━━━ MATERIAL PROVIDED

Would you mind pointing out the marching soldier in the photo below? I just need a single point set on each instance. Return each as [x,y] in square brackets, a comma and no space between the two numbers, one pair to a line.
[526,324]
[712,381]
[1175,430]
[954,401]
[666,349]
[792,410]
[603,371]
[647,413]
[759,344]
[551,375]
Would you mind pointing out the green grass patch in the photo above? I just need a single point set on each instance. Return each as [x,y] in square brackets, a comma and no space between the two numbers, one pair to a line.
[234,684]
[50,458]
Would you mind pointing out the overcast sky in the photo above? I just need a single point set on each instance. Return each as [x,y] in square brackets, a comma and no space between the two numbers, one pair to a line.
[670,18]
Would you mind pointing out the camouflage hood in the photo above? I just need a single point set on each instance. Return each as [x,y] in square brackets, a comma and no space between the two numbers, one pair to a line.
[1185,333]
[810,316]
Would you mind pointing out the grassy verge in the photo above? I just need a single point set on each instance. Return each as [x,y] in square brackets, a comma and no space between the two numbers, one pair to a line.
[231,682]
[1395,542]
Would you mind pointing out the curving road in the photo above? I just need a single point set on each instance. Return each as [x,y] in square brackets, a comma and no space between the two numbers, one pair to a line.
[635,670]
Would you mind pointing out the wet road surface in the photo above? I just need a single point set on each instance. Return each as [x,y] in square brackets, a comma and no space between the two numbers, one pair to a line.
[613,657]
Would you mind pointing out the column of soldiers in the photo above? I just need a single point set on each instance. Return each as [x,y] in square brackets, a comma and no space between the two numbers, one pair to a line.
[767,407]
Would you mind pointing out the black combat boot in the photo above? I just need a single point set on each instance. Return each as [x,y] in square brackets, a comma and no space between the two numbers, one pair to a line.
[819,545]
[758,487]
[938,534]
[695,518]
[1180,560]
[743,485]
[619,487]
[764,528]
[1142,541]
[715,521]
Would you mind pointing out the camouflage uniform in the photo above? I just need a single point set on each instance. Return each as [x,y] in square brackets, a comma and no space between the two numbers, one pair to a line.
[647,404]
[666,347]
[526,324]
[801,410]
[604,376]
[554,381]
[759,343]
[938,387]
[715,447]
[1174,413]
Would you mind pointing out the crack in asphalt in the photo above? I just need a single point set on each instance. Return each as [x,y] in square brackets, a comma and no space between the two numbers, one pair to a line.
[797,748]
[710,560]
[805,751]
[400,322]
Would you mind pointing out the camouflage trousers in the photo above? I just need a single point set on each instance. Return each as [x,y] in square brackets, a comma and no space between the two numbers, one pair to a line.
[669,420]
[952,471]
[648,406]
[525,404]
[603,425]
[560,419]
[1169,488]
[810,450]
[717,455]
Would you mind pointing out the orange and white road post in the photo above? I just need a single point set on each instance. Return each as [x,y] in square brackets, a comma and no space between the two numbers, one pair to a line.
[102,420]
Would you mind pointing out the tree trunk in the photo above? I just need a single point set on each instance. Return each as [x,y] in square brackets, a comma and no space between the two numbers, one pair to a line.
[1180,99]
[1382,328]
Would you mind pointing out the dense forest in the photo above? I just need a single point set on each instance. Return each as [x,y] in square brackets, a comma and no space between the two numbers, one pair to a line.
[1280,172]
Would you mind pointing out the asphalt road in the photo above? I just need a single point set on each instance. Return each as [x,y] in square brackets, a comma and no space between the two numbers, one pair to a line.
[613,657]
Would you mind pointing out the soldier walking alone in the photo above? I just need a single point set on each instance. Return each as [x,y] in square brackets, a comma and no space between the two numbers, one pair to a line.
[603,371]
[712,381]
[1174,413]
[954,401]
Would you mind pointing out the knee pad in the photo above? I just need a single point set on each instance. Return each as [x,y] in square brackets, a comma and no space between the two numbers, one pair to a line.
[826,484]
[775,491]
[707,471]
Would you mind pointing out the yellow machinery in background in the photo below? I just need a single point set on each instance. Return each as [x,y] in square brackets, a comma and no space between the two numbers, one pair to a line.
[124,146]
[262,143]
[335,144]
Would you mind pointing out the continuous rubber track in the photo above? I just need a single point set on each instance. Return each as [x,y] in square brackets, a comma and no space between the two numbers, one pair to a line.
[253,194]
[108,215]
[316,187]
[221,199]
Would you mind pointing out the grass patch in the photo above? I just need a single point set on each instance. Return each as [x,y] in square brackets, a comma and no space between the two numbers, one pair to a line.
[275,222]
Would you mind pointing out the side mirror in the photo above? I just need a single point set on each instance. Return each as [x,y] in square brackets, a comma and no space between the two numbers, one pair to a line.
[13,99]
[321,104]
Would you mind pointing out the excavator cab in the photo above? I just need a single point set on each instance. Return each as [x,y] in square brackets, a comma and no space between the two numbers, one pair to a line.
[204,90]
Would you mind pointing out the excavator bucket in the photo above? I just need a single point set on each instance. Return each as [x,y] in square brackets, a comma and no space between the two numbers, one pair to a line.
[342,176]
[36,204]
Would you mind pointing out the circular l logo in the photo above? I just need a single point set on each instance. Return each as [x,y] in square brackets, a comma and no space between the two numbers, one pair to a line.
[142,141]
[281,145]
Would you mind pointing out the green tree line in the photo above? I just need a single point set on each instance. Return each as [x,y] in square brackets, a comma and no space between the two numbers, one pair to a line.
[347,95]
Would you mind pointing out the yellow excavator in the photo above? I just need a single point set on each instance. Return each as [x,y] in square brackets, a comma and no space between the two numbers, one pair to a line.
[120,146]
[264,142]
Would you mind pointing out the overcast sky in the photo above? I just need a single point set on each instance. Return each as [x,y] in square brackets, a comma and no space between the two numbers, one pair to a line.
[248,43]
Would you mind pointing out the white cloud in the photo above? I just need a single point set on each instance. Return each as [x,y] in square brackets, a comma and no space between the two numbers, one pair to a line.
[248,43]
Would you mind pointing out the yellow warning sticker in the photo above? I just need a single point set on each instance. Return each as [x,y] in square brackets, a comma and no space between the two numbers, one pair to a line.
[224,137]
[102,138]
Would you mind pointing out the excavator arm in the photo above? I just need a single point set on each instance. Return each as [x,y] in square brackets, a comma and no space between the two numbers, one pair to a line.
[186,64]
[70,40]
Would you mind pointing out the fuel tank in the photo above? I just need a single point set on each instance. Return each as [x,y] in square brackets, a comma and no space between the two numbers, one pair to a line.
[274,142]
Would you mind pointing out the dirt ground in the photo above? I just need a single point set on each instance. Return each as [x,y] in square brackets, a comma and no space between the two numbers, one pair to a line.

━━━━━━

» **WHAT IS EXPECTED**: Please reproduce all the rows above, swapping "single point" for "single marker" everywhere it occurs and changing nothing else.

» **SOLUTION**:
Would you mind pointing out the marching soldier in the photo below? I just need a single marker set on each instance. Return each as [x,y] in square brackets, a comma and no space between the two numbers, one pair to a line.
[526,324]
[712,381]
[1175,430]
[954,401]
[666,349]
[792,410]
[603,371]
[647,413]
[759,344]
[551,375]
Would you mind pointing out the green grass patch in the photo above? I just need a single marker set on each instance. Return each as [x,y] in square brackets, a comma and no space between the two numbers, one pair to a line.
[234,684]
[50,458]
Would you mind pointing out the overcast sky in the photo above? I just need a single marker set on each instance. Return each as [x,y] in square brackets, a comma and no space between the two numbers, one pair to a line.
[670,18]
Would you mind pointing out the camouflage hood in the photo above? I just need a single marker set on each instance. Return each as [x,y] in square brackets, a comma and no space between the two numbers, one pair to a line.
[1185,333]
[810,316]
Would you mind pointing out the grassy verge in the photo above? I just need a single marker set on each instance. Return each as [x,y] in square brackets, a comma and no space between the two numbers, one pair to a line.
[231,682]
[1395,542]
Would you mind pointing out the curving road in the photo above? I just need a single marker set on each instance. Return each as [x,y] in square brackets, a comma and no space between the two numbers, one pair to a line.
[635,670]
Would you mind pointing out the wet road surface in the photo above? I just need a single marker set on each instance. Return each as [x,y] in square brackets, a comma and no space between the two numbers, one pair to a line.
[613,657]
Would you mind pointing out the column of soldiers in the photo above? I just need a single marker set on each instance. Return each as [x,y] in square brackets, a comma and no space between the two numbers, one pair to a line.
[767,407]
Would you mind pointing out the black combat boot in the photo above? I just need a single marker set on each instance. Return each as [x,y] in square brackets, a comma and no space between the two numbers, one pair to a line.
[819,545]
[758,487]
[938,534]
[695,518]
[1180,560]
[743,485]
[619,487]
[764,528]
[1142,541]
[715,521]
Would you mind pointing out the camouflage uniform in the photo above? I just need a single marker set on each instance. Return each as [x,y] in square brackets, a comma and no space between the two numbers, one pair to a line.
[647,404]
[666,347]
[526,324]
[801,410]
[604,376]
[554,381]
[759,343]
[938,387]
[715,447]
[1174,413]
Would you mind pointing out the crack in asphalt in the photo above? I just need a single marker set on each instance. Return each as [x,y] in square brackets, a comma and no space between the two numbers, one pair to a line.
[797,748]
[710,560]
[805,751]
[400,322]
Would you mind pointing out the camouflage trousers in the photo above? I just need a single marker set on each instance. Return each as [x,y] in square brackets, a comma and no space between the two numbers, one pair to a line.
[669,420]
[952,471]
[648,406]
[525,404]
[603,425]
[560,419]
[1169,488]
[810,450]
[717,455]
Would you mind pointing out the orange and white road post in the photo above? I just need a single marker set on each instance. Return each as [x,y] in square brackets, a comma and no space between the two numbers, one pair to a line.
[102,420]
Would you mind pointing out the tree trunk in the photo above? I just need a single marker set on each instance. Return each as [x,y] in square brackets, a comma and no space between the two numbers, one pair to a line.
[1180,99]
[1382,328]
Would you mind pointing out the dense forest in the photo above? I just need a single marker set on each instance. Return each as [x,y] in square brackets, a comma and no space between the two numbers, one pair to a line.
[1280,172]
Would you mind pointing out the asphalt road in the photo above? I just need a single marker set on each instance. Return each as [x,y] in square brackets, a comma and no space between the two numbers, one pair to a line.
[613,657]
Would you mind pointing out the soldier walking alone in the photo above? I just need a single marker set on each instance. Return each as [x,y] in square brackets, a comma and no space between the two numbers, one pair to a line.
[603,371]
[712,381]
[1174,413]
[954,401]
Would you mind pointing out the knee pad in the photo above? I just need a single marker set on each instance. Return each as [x,y] in square brackets, a comma and no space between the two numbers, one pair to a line.
[826,484]
[775,491]
[707,471]
Would you mind pointing out the yellow machinery in background in the photo below? I just need a single marker set on each instance. Return each as [x,y] in square brackets, a comma and no space between the two numbers, one pair to a line.
[124,146]
[262,143]
[335,144]
Would you mind pointing out the continuous rubber track in the photo above? I just need a single marker set on each instance. Return each as [x,y] in square brackets, a comma and no space between the two numbers, one pair to a line.
[253,194]
[108,215]
[316,187]
[221,199]
Would you mind pointing out the grass patch in the photo above? I just need a single marker set on each instance. Return each as [x,y] in square brackets, a comma and no space between the two numbers, one pair to a line.
[275,222]
Would you mind pointing out the side mirror in the photo above? I just need a single marker set on each instance. Return each as [x,y] in square brackets, a comma and no space between the two numbers, one pair to a line.
[13,99]
[321,104]
Would you mind pointing out the excavator cab in the photo above? I just need a single marker set on each instance. Return each as [x,y] in square brackets, a comma and no space between the two numbers, one pair to a line.
[204,90]
Would you mind pointing out the excavator bucket in the photo above? I just need a single marker set on each instance. Return each as [x,y] in square brackets, a comma and no space between the two numbers, one pair to a line.
[342,176]
[36,204]
Would you mind pointing out the circular l logo in the photo above? I just need a single marker set on each instance. Return each as [x,y] in square brackets, a comma and no space between the two numbers, one pair to a line.
[142,141]
[281,145]
Would you mind pointing out the green tree line in the photo above? I just need a single marker set on each instance. Return each as [x,y] in square brackets, a comma and no space between the two numbers, one pair to a line.
[347,95]
Would you mind pointing out the yellow excavator in the photo above? I just need a single marker set on each instance. Return each as [x,y] in square brackets, a comma and no space between the two numbers, one pair to a line.
[120,146]
[264,142]
Would you mind pointing out the overcast sky in the photo above? I just need a single marker set on each instance. Return each as [x,y] in square brackets, a comma and no space between the two numbers, one pair to a line.
[248,43]
Would you mind pointing out the white cloud in the photo above? I just need a single marker set on each instance. Return each as [x,y] in square brackets, a comma and no space between the two numbers, one pair to a line.
[248,43]
Would you mind pointing out the yellow warning sticker in the photo above? I just need a single marker set on each instance. Return each as [x,y] in square brackets, a comma and no space between the two numbers, one pair to a line.
[224,137]
[102,138]
Would you mind pointing out the excavator arm in the photo above? I just need a single marker set on each instance. Return each as [x,y] in square brackets, a comma and no space between the two numbers, one pair to a line.
[186,64]
[70,40]
Would you mind pointing out the fuel tank in the photo above? I just need a single marker set on each instance. Return each as [x,y] in square brackets, a comma and no space between the two numbers, one pair to a line.
[274,142]
Would you mind pointing out the dirt ground in the photo above? I just need a single marker set on each instance. Return each as [x,y] in square brackets, a comma and no space between the two numbers, one pair to a line.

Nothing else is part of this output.